START Source extract

Medicare Compliance & Reimbursement

Spending:

HOUSE GIVES MEDICARE REPRIEVE, MEDICAID STILL ON CHOPPING BLOCK

The budget resolution approved, 215-212, by the House March 20 spares Medicare from cuts of more than $200 billion over 10 years that were contained in the House Budget Committee’s original version.

But the plan still cuts Medicaid by more than $90 billion, and mandates decreases of $2 billion in the State Children’s Health Insurance Program.

The bill now features “findings and purpose” to further “emphasize the congressional intent” that cuts are to come from “waste, fraud, and abuse,” according to a Budget Committee document.

The plan contains a $400 billion reserve for modernizing Medicare and installing a prescription- drug benefit. At press time, the Senate was still debating its budget resolution, which does not contain entitlement cuts mirroring the House’s.

The House budget does contain $12 billion in advance Medicaid funding for states that decide to turn their programs into block grants in return for greatly enhanced flexibility, as recently proposed by the Bush administration. The administration’s proposal is designed to be budget neutral over 10 years, so those states would have to accept lower federal funding in later years than they otherwise would have received.

With states facing their worst fiscal crisis since World War II, health benefits are on the chopping block across the country. The Center on Budget and Policy Priorities estimated March 20 that enacted or proposed Medicaid and SCHIP cuts in 22 states threaten coverage for 1.7 million people.

Nevertheless, momentum in Congress for temporarily increasing the rate at which the federal government matches state Medicaid spending waned with the advent of the administration’s proposal — budget neutral over 10 years and apparently bud get negative after that — and now the House proposes deep Medicaid cuts.

END Source extract

§ **Required work**:
Answer from the Medicare budget article:
1. What was the House vote count on the budget resolution approved March 20?
2. How large is the reserve in the plan for modernizing Medicare and installing a prescription-drug benefit?
3. How many people's coverage does the Center on Budget and Policy Priorities estimate is threatened by Medicaid and SCHIP cuts in 22 states?

START Supplied information

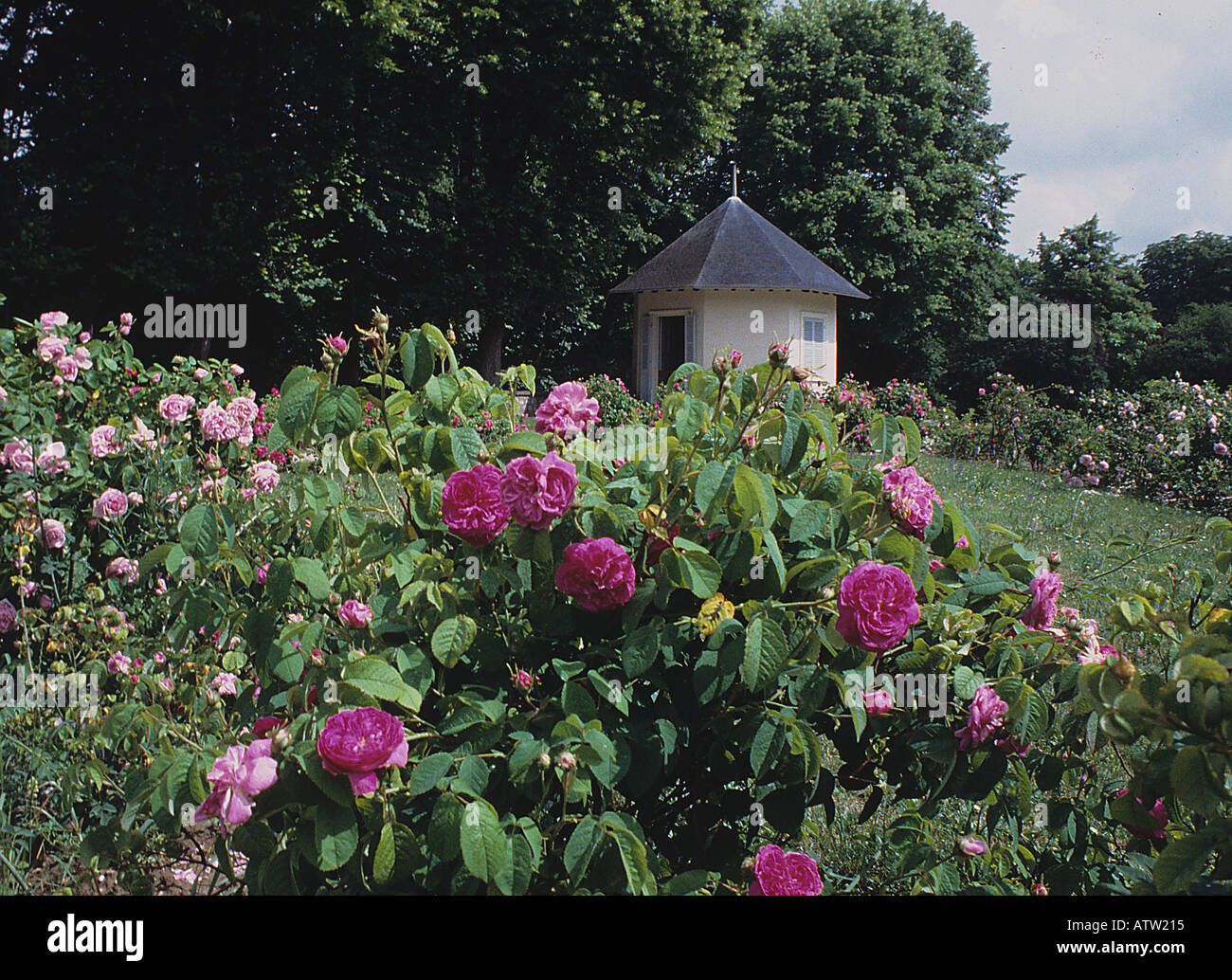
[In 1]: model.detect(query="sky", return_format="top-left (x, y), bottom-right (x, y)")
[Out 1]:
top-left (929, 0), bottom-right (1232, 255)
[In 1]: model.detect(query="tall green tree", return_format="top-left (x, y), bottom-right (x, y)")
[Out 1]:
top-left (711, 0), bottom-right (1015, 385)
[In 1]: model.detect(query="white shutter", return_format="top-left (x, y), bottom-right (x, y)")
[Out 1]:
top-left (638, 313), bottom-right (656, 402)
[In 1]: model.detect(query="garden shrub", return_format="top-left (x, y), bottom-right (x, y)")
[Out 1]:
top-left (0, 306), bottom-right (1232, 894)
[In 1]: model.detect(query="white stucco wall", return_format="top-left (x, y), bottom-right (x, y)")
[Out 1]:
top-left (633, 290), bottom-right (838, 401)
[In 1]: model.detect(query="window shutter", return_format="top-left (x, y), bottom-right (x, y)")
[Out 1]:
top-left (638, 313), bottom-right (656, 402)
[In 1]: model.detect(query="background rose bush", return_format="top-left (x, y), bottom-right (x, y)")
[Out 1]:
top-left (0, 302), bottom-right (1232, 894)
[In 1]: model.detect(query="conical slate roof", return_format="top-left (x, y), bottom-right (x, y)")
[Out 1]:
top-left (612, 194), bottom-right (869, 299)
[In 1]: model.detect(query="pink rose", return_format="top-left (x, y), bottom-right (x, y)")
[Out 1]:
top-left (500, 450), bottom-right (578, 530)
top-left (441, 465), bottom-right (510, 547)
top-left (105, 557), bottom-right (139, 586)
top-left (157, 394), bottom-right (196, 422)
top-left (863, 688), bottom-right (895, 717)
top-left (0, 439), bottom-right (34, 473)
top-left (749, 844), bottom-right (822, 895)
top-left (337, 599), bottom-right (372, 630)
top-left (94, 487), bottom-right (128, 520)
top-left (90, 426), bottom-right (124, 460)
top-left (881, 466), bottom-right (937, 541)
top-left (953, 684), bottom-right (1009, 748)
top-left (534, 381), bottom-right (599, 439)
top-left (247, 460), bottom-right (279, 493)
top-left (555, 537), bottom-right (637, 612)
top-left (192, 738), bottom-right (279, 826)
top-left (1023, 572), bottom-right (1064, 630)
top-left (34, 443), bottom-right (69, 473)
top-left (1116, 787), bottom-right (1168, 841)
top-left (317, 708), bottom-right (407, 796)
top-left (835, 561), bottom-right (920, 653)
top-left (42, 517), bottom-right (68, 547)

END Supplied information

§ **Completed exercise**:
1. 215-212
2. $400 billion
3. 1.7 million